**EXERCISE INSTRUCTIONS:**
Answer these questions using the article on student life in Denmark below.
(a) Who dropped Jaros off by the dormitories?
(b) After how many years is Jaros almost the last of his friends still living in Denmark?
(c) Besides learning something, what two things are internships described as a great way to do?

**QUOTED PASSAGE:**
6. Build meaningful friendships

Jaros clearly remembers his first moments in Denmark. It was just after his father dropped him off by the dormitories and left. And then it came to, “oh shit, I am in Denmark all alone”.

In the first couple of weeks, Jaros managed to meet a couple of guys who became his friends for the whole duration of the studies.

Over time I had the pleasure to meet many more people and I was always welcome, which gave me security. I hope I gave them the same feeling - Jaros Vyhnak

Right now we are all separated, he says. After 4 years he is almost the last one still living in Denmark and even though they don’t see each other every day and are not as close as they used to, he is more than happy to have them as his friends.

It can feel lonely as an international student in Denmark, especially in the beginning. The good news is that there are other people just like you, who , just like you, are excited to meet others and make friends. So get out and socialize!


7. Your degree is not enough

“Study hard so you can land a secure job” is pretty much what we’ve been taught by our parents. Unfortunately, life is not always so easy and your A’s will not get you too far after university. So what else can you do?

Well, there is a whole list, but realizing that degrees matter less and less in the real world, is a good start.

Try honing some skills that can actually facilitate your professional development and opportunities.

For example, internships are a great way to not only learn something, but more importantly to build your network and develop your hard skills. Offering companies some help for free might be the best investment you can do for your future, while studying.

Expanding your network and building up sincere relationships will pay of f - Michael Mares

8. How to take notes

As students, we are expected to study hard. This includes doing your homework, attending classes and working with your study group. You can expect to receive lots of information in a short period of time.

[Entries from an annotation dataset]
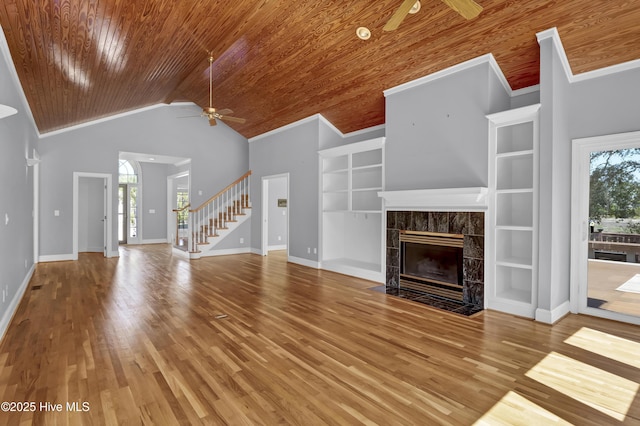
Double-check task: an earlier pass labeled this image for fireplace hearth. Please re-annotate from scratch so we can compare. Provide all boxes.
[399,230,464,301]
[386,211,484,315]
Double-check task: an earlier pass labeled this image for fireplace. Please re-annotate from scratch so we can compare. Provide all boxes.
[386,210,484,312]
[399,230,464,301]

**FINISHED TASK:**
(a) His father.
(b) After 4 years.
(c) Build your network and develop your hard skills.